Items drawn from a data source
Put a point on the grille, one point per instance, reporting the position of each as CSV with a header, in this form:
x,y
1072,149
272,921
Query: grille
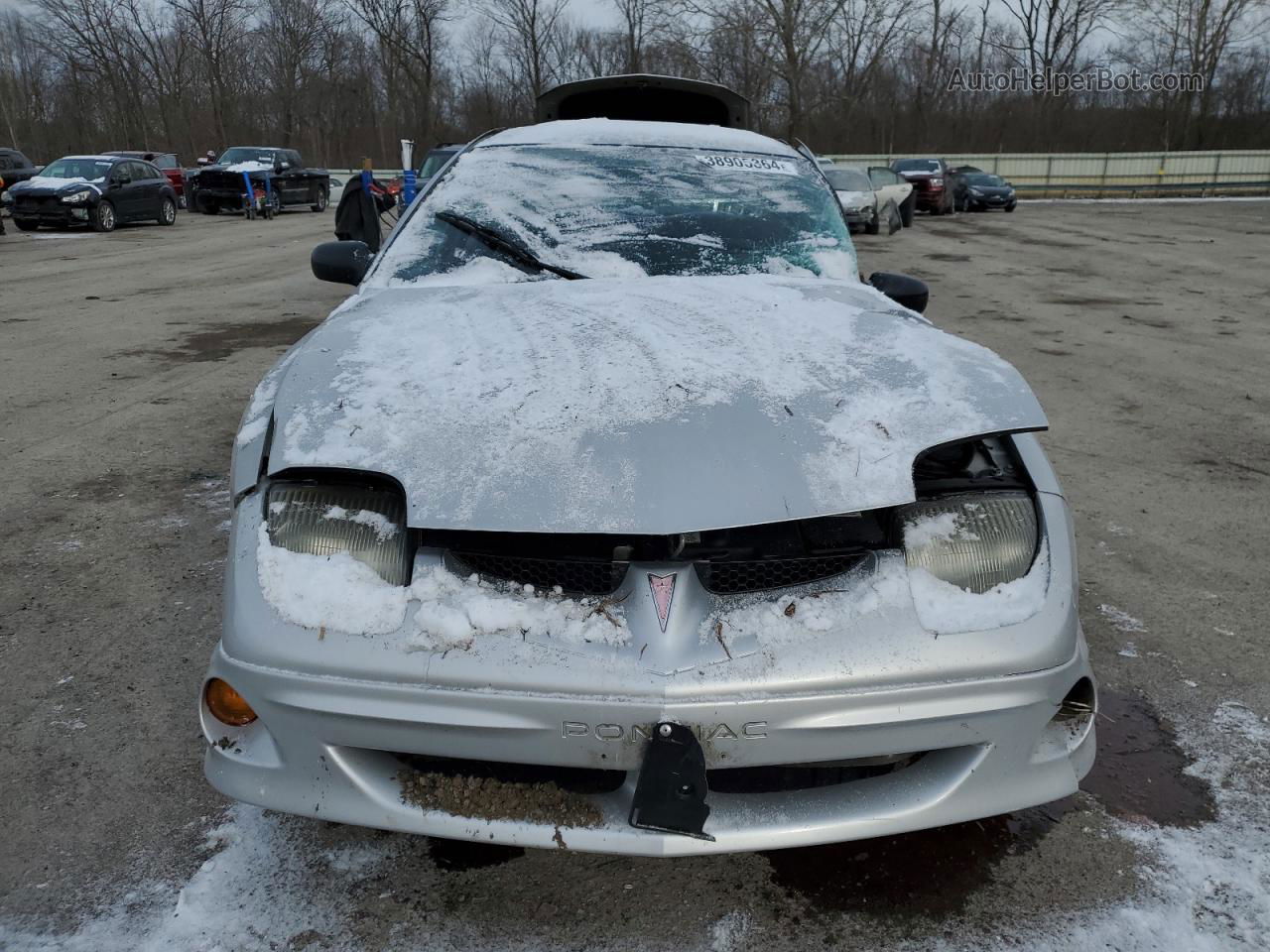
x,y
221,180
572,575
574,779
725,578
33,203
788,778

Task description:
Reproduce every line of the records above word for word, leaving out the pictures.

The output:
Put a point on the grille, one point per instance, reporting the position of each as CSV with a header, in this form:
x,y
1072,149
272,921
Query: grille
x,y
221,180
572,575
574,779
725,578
33,203
788,778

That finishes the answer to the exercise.